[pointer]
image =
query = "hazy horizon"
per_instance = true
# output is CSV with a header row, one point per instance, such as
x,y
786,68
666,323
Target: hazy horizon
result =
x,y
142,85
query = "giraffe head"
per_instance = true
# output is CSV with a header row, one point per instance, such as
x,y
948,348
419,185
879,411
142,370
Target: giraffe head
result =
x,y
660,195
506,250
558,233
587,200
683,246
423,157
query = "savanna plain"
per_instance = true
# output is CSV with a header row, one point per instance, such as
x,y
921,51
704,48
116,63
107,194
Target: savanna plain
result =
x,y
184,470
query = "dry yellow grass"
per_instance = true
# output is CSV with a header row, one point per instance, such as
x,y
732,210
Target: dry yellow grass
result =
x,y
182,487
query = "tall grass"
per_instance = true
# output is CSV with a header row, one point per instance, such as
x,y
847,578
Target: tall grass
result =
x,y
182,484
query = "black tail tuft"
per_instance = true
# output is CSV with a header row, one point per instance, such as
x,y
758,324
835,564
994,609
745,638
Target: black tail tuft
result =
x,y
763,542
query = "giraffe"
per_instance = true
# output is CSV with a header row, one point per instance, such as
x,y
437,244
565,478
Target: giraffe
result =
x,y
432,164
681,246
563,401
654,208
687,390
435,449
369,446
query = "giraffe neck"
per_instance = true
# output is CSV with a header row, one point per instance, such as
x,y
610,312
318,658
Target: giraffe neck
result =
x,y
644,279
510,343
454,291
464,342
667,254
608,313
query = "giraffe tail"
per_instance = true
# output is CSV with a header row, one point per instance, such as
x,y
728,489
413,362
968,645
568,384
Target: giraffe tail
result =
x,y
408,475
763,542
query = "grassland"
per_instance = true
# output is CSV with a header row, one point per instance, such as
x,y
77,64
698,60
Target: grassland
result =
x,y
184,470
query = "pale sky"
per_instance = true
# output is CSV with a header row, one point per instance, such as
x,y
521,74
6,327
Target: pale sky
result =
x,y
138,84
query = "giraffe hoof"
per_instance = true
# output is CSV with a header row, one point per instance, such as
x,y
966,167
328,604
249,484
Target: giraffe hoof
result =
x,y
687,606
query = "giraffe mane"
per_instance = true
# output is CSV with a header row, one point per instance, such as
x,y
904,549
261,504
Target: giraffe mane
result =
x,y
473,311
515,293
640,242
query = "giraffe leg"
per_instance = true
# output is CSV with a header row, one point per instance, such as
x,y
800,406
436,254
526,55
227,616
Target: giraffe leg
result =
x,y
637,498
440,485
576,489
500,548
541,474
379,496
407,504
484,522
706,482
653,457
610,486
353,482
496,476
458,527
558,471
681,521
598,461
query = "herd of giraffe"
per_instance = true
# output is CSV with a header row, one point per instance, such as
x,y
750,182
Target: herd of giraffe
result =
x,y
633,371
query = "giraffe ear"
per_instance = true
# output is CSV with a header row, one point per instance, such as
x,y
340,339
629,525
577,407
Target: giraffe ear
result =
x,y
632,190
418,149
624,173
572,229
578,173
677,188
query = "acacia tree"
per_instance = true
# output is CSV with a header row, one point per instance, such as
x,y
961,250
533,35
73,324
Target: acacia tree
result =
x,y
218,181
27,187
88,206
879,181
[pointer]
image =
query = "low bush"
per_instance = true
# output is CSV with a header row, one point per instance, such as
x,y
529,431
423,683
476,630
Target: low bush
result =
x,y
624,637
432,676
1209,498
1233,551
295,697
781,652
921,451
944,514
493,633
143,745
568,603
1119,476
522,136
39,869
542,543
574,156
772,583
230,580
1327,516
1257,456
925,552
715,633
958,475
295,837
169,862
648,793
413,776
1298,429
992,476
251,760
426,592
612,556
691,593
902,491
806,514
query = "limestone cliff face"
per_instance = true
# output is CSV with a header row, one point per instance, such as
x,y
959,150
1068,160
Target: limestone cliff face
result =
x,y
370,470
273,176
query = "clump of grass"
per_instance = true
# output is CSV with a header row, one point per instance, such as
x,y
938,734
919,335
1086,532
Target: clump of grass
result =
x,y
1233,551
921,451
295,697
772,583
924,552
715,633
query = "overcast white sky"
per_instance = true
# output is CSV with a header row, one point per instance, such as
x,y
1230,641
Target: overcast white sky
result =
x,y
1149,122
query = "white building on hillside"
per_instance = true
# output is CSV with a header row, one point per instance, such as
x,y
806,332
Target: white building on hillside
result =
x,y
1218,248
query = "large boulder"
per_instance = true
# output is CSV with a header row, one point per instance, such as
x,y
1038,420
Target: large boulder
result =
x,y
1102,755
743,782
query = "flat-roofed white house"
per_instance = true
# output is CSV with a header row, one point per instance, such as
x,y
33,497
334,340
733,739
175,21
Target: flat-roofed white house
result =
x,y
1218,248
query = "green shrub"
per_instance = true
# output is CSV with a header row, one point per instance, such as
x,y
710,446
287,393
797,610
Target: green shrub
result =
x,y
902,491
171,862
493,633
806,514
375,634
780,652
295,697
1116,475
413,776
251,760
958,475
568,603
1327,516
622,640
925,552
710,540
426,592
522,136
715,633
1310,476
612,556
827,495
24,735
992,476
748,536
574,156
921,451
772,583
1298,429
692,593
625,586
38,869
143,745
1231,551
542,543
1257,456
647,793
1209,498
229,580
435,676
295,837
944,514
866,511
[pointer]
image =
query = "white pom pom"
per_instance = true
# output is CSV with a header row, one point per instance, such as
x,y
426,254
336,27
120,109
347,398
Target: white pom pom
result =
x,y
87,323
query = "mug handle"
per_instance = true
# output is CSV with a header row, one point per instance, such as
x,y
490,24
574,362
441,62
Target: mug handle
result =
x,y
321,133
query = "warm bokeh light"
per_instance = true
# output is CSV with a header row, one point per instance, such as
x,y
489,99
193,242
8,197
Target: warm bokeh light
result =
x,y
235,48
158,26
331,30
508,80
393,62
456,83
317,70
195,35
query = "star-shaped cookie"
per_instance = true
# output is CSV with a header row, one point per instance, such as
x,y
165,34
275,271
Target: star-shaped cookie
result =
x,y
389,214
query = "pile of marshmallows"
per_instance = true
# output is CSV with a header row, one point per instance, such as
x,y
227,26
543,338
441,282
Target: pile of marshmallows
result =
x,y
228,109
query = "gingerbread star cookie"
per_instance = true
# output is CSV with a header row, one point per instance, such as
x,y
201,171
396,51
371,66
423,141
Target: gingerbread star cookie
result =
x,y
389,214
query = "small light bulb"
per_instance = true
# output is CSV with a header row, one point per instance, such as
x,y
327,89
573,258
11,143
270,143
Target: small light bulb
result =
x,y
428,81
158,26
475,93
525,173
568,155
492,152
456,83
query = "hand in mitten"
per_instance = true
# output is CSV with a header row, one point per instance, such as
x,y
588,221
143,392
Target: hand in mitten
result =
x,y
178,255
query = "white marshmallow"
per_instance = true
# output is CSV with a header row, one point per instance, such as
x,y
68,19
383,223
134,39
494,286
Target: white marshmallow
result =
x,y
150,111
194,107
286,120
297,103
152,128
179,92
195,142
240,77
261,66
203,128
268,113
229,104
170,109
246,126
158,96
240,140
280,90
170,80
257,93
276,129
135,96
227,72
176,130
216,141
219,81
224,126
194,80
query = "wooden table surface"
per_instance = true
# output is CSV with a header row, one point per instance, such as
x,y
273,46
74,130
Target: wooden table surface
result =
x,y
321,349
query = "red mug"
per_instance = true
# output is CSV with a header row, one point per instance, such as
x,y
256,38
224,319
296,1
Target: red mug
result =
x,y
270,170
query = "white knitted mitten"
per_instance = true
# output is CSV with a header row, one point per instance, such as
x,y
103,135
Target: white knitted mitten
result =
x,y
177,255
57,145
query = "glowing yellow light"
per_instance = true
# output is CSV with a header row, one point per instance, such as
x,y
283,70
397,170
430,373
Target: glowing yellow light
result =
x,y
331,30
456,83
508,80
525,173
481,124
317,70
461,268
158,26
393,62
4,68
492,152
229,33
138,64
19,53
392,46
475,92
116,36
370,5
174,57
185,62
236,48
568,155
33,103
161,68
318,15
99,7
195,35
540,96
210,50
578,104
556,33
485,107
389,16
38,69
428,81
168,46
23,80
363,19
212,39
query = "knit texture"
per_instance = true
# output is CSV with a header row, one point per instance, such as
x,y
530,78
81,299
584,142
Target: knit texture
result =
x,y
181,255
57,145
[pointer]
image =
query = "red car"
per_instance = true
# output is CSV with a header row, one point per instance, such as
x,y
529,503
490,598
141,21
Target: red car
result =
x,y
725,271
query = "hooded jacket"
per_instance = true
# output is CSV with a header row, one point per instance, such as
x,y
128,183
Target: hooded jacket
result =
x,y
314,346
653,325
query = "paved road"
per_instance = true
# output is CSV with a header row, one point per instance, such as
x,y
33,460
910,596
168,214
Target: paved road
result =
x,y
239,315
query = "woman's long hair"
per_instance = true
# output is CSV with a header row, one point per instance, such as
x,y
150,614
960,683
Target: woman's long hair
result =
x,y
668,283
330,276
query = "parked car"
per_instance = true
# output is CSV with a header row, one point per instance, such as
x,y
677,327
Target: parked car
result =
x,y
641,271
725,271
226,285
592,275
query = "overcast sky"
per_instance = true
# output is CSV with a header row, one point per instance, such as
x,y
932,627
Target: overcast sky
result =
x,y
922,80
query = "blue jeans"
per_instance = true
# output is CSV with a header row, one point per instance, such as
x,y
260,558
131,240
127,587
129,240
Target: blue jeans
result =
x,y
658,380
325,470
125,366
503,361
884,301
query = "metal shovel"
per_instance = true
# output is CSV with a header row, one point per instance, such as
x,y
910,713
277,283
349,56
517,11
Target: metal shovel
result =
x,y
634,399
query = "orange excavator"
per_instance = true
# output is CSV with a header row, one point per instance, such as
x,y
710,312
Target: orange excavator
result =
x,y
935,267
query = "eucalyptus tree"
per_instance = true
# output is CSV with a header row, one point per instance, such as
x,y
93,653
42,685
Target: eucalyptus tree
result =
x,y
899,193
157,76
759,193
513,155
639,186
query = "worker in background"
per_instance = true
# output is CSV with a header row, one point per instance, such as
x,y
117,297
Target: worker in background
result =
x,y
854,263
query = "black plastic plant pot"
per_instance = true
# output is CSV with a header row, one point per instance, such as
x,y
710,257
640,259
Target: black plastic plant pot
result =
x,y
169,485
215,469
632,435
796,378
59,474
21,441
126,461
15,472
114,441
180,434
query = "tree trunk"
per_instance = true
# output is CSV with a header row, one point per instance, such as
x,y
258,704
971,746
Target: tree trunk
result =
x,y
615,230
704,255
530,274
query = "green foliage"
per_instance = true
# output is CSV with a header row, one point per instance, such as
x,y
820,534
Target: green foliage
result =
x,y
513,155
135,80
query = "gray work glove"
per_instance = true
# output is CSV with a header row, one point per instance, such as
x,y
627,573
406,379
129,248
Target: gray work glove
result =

#### What you should do
Filter the entries and copy each line with "tail".

#### Task result
query = "black tail tuft"
Target: black tail tuft
query = "giraffe tail"
Target: giraffe tail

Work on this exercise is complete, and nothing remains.